--- start of MATERIAL ---

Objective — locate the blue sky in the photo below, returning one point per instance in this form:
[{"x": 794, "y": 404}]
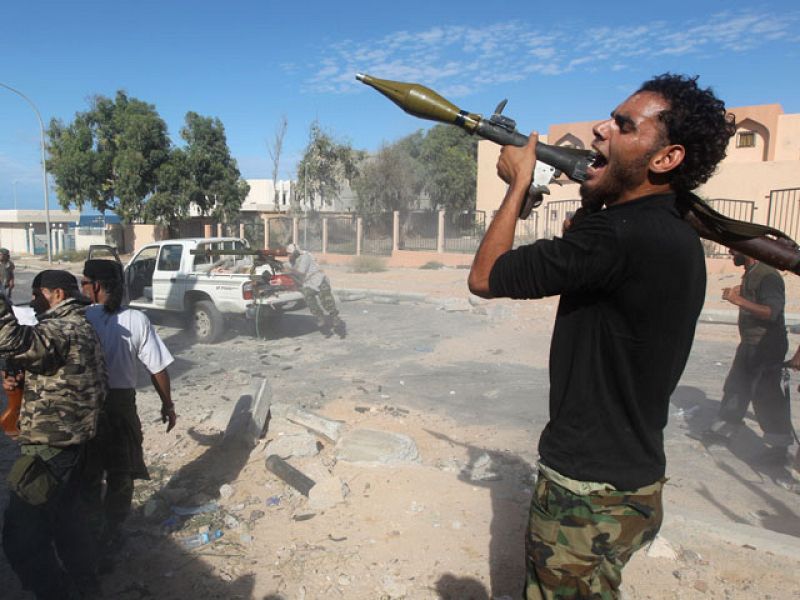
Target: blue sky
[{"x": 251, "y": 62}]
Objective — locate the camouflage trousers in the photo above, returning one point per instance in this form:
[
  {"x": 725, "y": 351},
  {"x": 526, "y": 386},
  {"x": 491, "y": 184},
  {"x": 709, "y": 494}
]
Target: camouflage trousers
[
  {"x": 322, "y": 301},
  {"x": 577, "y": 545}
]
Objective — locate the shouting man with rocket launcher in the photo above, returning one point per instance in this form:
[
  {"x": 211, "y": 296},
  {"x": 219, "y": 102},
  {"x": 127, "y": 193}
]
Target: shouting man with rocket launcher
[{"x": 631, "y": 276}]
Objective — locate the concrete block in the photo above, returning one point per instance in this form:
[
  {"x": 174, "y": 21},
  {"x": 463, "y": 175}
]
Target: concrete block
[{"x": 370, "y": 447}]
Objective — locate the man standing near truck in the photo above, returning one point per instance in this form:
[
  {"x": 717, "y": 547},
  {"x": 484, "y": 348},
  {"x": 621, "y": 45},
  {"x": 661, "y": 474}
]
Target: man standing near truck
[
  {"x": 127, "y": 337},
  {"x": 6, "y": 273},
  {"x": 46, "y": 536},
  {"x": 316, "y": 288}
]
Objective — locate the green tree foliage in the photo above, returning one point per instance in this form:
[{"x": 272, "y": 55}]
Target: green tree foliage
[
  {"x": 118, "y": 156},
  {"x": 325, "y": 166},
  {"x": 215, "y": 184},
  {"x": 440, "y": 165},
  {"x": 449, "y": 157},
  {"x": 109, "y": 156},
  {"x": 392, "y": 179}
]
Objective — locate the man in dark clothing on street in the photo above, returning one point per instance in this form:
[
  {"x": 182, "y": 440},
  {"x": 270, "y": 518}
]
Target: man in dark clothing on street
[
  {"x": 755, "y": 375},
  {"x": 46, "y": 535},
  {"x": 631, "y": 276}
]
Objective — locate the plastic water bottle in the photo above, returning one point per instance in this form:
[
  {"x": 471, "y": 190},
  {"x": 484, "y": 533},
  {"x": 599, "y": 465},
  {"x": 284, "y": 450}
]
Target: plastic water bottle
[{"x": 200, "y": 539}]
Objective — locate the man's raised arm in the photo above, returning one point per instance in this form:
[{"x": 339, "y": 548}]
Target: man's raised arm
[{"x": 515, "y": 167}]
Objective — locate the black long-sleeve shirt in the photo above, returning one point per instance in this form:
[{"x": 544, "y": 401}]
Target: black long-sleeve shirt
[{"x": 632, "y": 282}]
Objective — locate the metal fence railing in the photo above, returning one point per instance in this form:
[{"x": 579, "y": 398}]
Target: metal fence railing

--- end of MATERIAL ---

SET PROBLEM
Rewrite the part of the data that opens with the line containing "Objective — locate the green" and runs through the end of the data as a Markdown table. Use the columns n and Line, with one numbered row per line and no blank lines.

FINISHED EXERCISE
| n | Line |
|---|---|
| 1 | Objective — locate the green tree foliage in the photo above, returning one point per instance in this form: |
| 2 | [{"x": 272, "y": 55}] |
| 3 | Target: green tree foliage |
| 4 | [ |
| 5 |   {"x": 118, "y": 156}, |
| 6 |   {"x": 325, "y": 166}, |
| 7 |   {"x": 215, "y": 184}, |
| 8 |   {"x": 440, "y": 165}, |
| 9 |   {"x": 449, "y": 157}, |
| 10 |   {"x": 109, "y": 156}, |
| 11 |   {"x": 392, "y": 179} |
| 12 | ] |
| 13 | Objective — locate the man in dark clothing on street in the photo above, returning one point per instance in this form: |
| 14 | [ |
| 15 |   {"x": 182, "y": 440}, |
| 16 |   {"x": 270, "y": 518} |
| 17 | ] |
| 18 | Target: man in dark clothing on street |
| 19 | [ |
| 20 |   {"x": 755, "y": 375}, |
| 21 |   {"x": 46, "y": 535}, |
| 22 |   {"x": 631, "y": 276} |
| 23 | ] |
| 24 | Objective — locate the plastic water bottle in the photo above, returning one point per instance in this form: |
| 25 | [ |
| 26 |   {"x": 471, "y": 190}, |
| 27 |   {"x": 484, "y": 533}, |
| 28 |   {"x": 599, "y": 465}, |
| 29 |   {"x": 284, "y": 450} |
| 30 | ] |
| 31 | Target: plastic water bottle |
| 32 | [{"x": 200, "y": 539}] |
| 33 | Objective — locate the man's raised arm in the photo above, returning one point per instance in this form: |
| 34 | [{"x": 339, "y": 548}] |
| 35 | Target: man's raised arm |
| 36 | [{"x": 515, "y": 167}] |
| 37 | Objective — locate the black long-sleeve shirt in the photo above, returning one point per instance in this form: |
| 38 | [{"x": 544, "y": 401}] |
| 39 | Target: black long-sleeve shirt |
| 40 | [{"x": 632, "y": 282}] |
| 41 | Objective — locate the metal fence railing in the photo above, returning one point per instance in this form: |
| 42 | [{"x": 579, "y": 398}] |
| 43 | Target: metal fence railing |